(Region pointing data)
-=-=-

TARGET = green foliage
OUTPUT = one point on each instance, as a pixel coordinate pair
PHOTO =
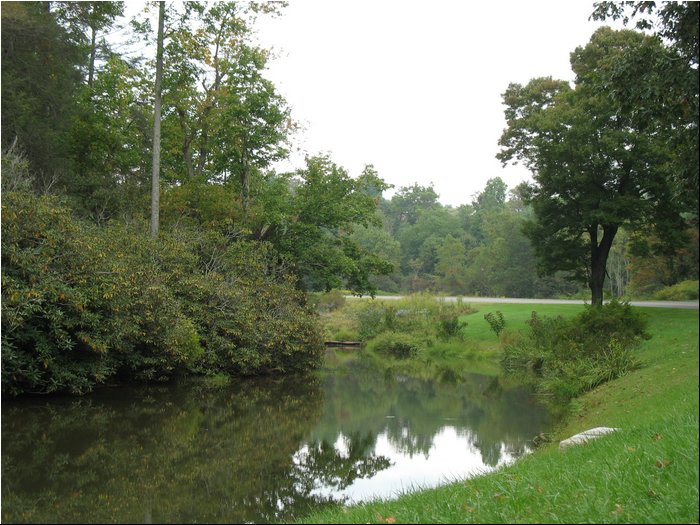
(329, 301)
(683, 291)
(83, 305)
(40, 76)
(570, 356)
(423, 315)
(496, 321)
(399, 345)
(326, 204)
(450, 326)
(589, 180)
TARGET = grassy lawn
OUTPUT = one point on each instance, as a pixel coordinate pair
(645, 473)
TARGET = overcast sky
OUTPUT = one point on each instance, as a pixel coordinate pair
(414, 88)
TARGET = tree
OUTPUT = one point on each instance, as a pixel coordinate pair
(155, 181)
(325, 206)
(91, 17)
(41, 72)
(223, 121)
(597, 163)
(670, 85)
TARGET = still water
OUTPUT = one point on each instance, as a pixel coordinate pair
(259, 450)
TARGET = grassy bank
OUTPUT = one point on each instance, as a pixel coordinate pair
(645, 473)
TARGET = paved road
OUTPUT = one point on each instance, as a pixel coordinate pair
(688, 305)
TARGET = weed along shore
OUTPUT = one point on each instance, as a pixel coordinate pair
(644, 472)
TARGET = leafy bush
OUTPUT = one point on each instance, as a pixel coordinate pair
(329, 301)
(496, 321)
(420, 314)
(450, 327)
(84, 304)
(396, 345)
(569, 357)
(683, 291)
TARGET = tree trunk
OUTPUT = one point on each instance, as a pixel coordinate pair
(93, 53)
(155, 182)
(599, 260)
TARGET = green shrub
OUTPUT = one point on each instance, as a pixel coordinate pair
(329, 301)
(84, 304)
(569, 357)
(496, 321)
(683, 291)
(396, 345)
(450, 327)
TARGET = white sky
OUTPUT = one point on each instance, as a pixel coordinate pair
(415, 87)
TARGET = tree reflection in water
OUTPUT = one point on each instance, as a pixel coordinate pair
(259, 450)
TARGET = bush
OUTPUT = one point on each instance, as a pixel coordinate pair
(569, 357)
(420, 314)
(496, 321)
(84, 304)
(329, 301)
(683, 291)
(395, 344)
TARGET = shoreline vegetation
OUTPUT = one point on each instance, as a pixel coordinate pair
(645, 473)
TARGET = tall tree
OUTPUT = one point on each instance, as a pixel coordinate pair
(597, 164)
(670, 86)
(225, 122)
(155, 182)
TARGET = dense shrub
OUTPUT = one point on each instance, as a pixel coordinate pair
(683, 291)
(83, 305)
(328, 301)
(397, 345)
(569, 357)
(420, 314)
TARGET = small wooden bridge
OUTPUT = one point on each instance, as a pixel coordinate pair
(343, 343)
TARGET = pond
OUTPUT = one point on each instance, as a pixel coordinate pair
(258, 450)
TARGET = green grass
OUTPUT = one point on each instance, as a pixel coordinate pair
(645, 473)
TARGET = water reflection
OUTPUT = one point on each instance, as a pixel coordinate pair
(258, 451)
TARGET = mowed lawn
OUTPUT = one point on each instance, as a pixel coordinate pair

-=-=-

Task statement =
Nothing but the lines from the start of the records through the line holding "TARGET = overcast sky" should be printed, exactly as written and with the pictures left out.

Answer to the problem =
TARGET = green foliage
OUTPUT = one point on each instance, as a pixel coordinate pair
PHOTO =
(329, 301)
(683, 291)
(83, 305)
(40, 76)
(570, 356)
(423, 315)
(496, 321)
(399, 345)
(326, 204)
(450, 326)
(589, 180)
TARGET = grassy lawn
OUTPUT = one point on each instance, as a pixel coordinate pair
(645, 473)
TARGET = overcast sky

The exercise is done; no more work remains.